* _Texto de lectura_
Puede parecer, en principio, una anécdota estival que no va más allá de las naturales fricciones de la convivencia cotidiana (que en algunos municipios ha llevado a imponer multas y advertir de la prohibición de estos comportamientos y que ninguna ordenanza regula en Zaragoza el uso de aparatos bluetooth), aliñado por el enésimo caso de crispada reacción intergeneracional a una tendencia musical (esta vez el reguetón). Pero la anécdota puede llevar a una reflexión más general sobre el incivismo, que es algo más que una cuestión de formas, o los propios valores que se viven en las familias y se transmiten a los adolescentes. Como tantas otras generaciones, la combinación de la necesaria conexión entre los próximos y el aislamiento en relación a los ajenos genera unos rituales de grupo que, hoy en día, tienen expresiones nuevas vehiculadas por las tecnologías.
Convivir es un proceso de aprendizaje en el que se explora la concepción del límite, la frontera entre la libertad que se está descubriendo y las restricciones que la limitan. Pero difícilmente pueden evitarse situaciones incívicas si no se parte de principios fundamentales de respeto al prójimo que deberían inspirar las normas que se adquieran en la escuela y en la familia. Que las consecuencias de nuestros actos sobre quienes nos rodean no merezca la menor consideración es algo que va más allá de las prácticas intrusivas o molestas en el espacio público.
Los expertos advierten de que una parte de los jóvenes han sido educados desde una hiperpaternidad más complaciente a satisfacer los deseos de los hijos que a acompañarlos en el aprendizaje de la responsabilidad, lo que muchos perciben como un constreñimiento y ejercicio de la autoridad dañina para su evolución. Eso, cuando el adulto no es un ejemplo vivo de incivismo. De ahí puede derivarse una intolerancia a la frustración y un componente egoísta que incluso puede afectar a la visión del mundo y a su capacidad de interiorizar comportamientos solidarios, altruistas o de responsabilidad colectiva. Si vemos qué estamos haciendo con nuestro mundo quizá deberíamos concluir también que deberíamos apuntar más alto, y no solo a toda una generación de adolescentes.

* _Tareas_
(A) Enumere los tipos de comportamientos que, según el texto sobre el incivismo, podría verse afectada la capacidad de interiorizar.
(B) Responda con datos del texto sobre el incivismo:
(i) ¿Qué tendencia musical se menciona?
(ii) ¿En qué ciudad ninguna ordenanza regula el uso de aparatos bluetooth?
(iii) ¿En qué dos ámbitos deberían adquirirse las normas inspiradas en el respeto al prójimo?
(C) Reproduzca literalmente el fragmento del texto sobre el incivismo comprendido entre "Convivir es un" y "el espacio público.", ambos incluidos.
Utilice exclusivamente el texto sobre el incivismo como fuente.

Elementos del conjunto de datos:
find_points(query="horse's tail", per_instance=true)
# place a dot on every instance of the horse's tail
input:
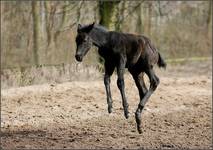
(161, 61)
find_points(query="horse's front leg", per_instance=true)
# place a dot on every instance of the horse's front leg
(121, 85)
(109, 68)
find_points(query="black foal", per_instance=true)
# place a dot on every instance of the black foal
(120, 51)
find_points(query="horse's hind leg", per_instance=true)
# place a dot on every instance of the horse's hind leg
(154, 81)
(109, 68)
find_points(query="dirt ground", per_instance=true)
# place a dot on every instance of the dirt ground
(74, 114)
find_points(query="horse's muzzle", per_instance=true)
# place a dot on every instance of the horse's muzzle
(78, 58)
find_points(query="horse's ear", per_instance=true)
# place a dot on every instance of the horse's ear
(79, 27)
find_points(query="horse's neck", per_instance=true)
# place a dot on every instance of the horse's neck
(99, 37)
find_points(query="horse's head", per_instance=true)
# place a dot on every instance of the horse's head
(83, 41)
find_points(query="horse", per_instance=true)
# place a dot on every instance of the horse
(122, 50)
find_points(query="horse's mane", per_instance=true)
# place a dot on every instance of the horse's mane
(99, 27)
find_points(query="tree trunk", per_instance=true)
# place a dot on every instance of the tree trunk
(139, 27)
(35, 15)
(107, 10)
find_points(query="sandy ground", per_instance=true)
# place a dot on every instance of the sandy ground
(74, 114)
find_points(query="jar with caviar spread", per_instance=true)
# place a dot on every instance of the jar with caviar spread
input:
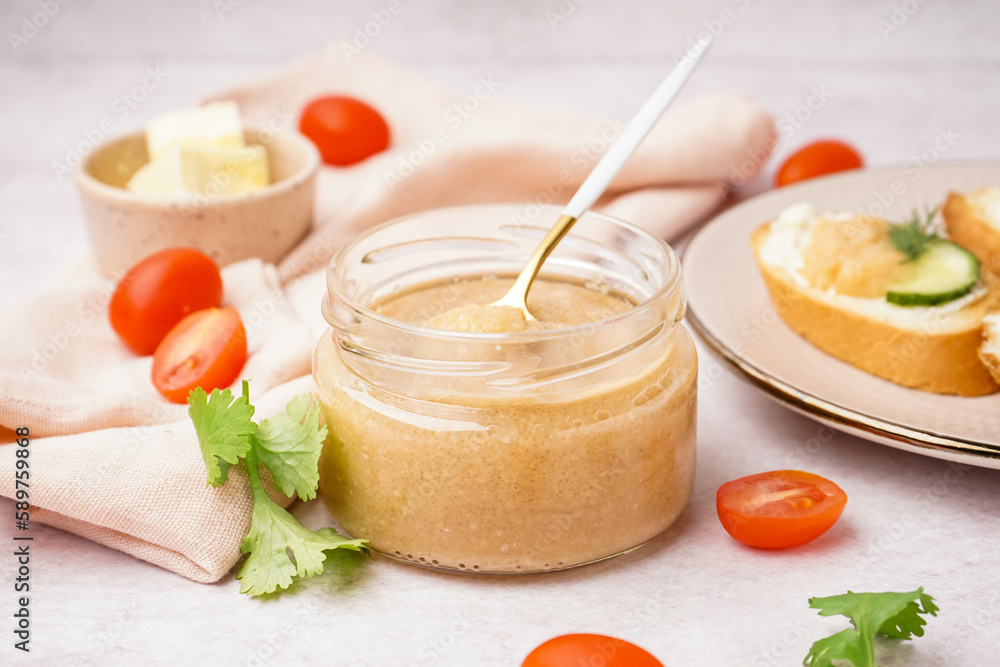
(466, 438)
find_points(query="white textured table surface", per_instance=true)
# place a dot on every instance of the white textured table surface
(693, 596)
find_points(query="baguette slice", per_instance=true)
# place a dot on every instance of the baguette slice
(989, 353)
(934, 349)
(973, 221)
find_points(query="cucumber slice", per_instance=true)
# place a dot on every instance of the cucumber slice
(944, 272)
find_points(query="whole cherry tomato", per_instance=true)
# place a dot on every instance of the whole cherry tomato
(817, 159)
(775, 510)
(206, 349)
(159, 292)
(578, 649)
(344, 129)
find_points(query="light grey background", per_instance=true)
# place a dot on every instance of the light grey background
(693, 597)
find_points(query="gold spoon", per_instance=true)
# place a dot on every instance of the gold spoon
(602, 175)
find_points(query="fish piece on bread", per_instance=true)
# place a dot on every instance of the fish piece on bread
(829, 277)
(973, 220)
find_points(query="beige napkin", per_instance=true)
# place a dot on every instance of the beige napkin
(113, 462)
(450, 148)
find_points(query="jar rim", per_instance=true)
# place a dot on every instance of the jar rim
(336, 289)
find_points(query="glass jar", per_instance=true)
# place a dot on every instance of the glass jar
(509, 452)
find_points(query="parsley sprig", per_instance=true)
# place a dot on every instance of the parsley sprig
(913, 236)
(894, 615)
(288, 445)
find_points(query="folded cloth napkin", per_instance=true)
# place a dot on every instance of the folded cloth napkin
(112, 461)
(449, 149)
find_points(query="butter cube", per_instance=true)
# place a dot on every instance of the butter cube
(215, 124)
(206, 171)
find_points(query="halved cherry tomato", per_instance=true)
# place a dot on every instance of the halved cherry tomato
(816, 159)
(159, 292)
(344, 129)
(206, 349)
(575, 650)
(784, 508)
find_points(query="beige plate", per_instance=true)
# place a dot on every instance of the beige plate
(731, 310)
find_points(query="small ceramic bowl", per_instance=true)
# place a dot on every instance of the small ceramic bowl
(127, 226)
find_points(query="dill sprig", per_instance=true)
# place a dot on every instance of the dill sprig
(913, 236)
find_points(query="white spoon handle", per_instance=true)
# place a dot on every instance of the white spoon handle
(620, 151)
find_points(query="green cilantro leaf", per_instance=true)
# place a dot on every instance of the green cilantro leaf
(289, 445)
(895, 615)
(224, 428)
(912, 237)
(273, 534)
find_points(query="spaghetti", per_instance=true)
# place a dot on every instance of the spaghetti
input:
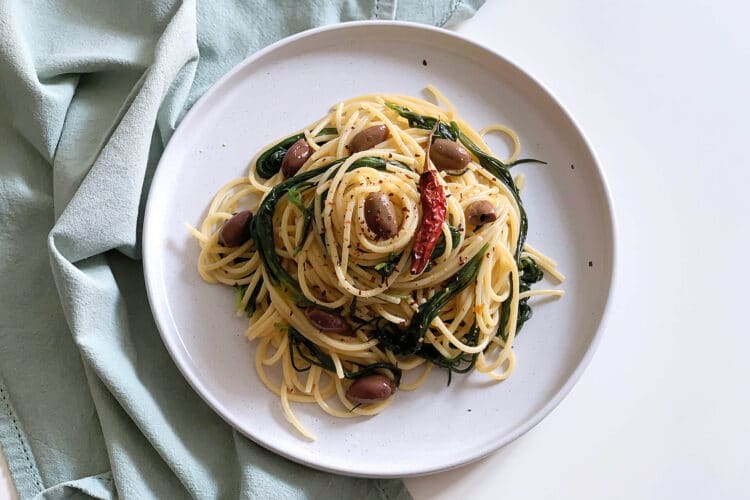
(381, 241)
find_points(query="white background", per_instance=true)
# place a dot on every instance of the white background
(662, 89)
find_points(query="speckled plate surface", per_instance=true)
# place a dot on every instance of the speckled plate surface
(292, 83)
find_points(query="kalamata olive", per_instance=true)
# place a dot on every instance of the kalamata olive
(370, 388)
(480, 211)
(327, 321)
(236, 230)
(380, 216)
(295, 157)
(368, 138)
(448, 155)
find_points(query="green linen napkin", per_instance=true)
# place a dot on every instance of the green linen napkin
(91, 404)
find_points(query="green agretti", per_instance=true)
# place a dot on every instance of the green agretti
(409, 340)
(528, 268)
(262, 229)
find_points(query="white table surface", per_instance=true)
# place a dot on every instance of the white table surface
(662, 89)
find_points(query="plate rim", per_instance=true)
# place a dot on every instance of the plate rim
(178, 352)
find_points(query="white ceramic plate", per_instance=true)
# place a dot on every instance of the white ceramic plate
(291, 84)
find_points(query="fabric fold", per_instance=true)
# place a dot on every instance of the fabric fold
(92, 91)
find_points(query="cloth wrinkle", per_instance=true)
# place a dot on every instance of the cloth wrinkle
(91, 92)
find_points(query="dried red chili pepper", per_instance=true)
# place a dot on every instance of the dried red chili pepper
(432, 198)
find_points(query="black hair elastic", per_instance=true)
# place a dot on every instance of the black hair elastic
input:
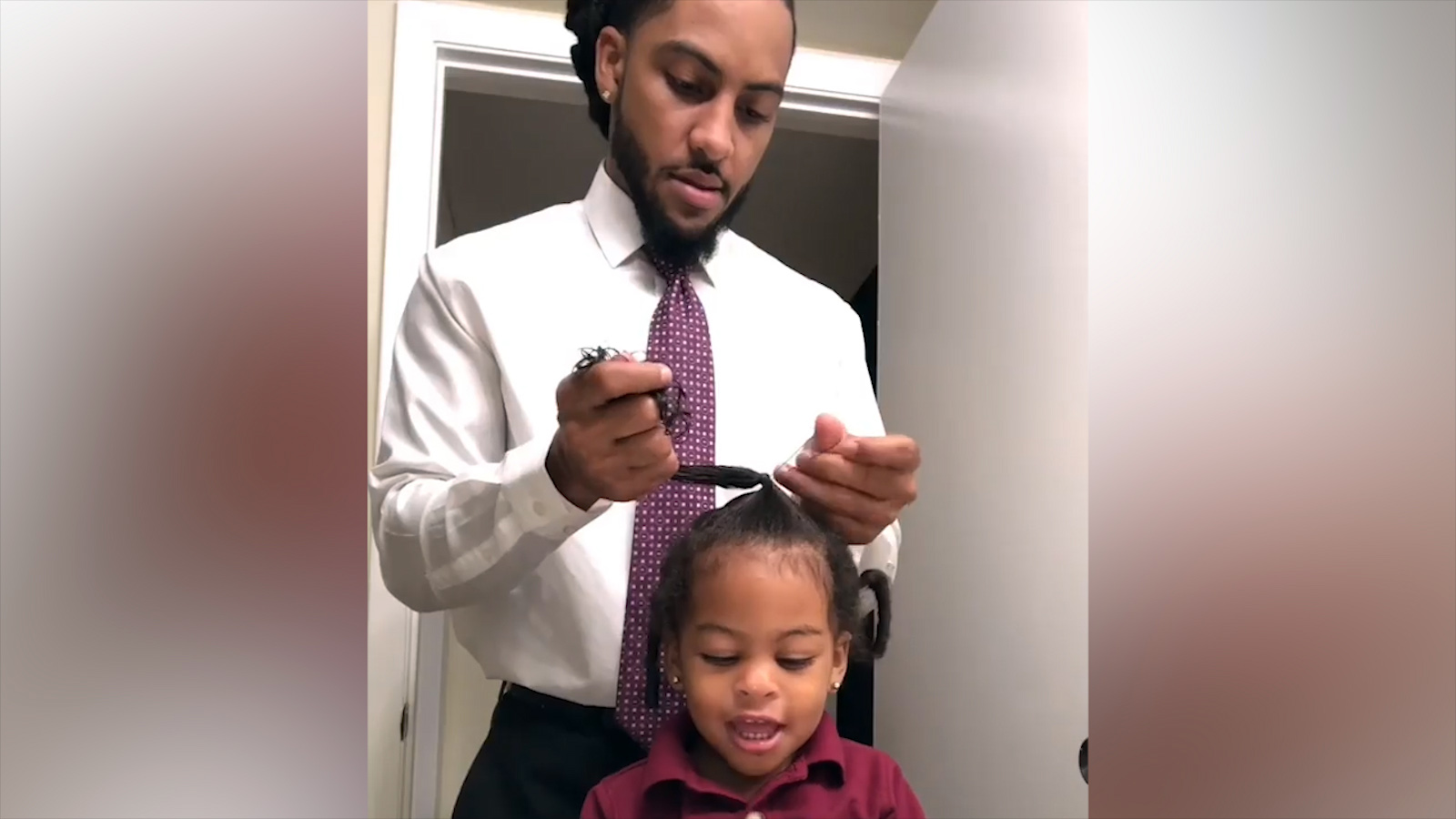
(672, 402)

* _Respuestas_
(A) Comportamientos solidarios, altruistas y de responsabilidad colectiva.

(B)
(i) El reguetón.
(ii) En Zaragoza.
(iii) En la escuela y en la familia.

(C)
Convivir es un proceso de aprendizaje en el que se explora la concepción del límite, la frontera entre la libertad que se está descubriendo y las restricciones que la limitan. Pero difícilmente pueden evitarse situaciones incívicas si no se parte de principios fundamentales de respeto al prójimo que deberían inspirar las normas que se adquieran en la escuela y en la familia. Que las consecuencias de nuestros actos sobre quienes nos rodean no merezca la menor consideración es algo que va más allá de las prácticas intrusivas o molestas en el espacio público.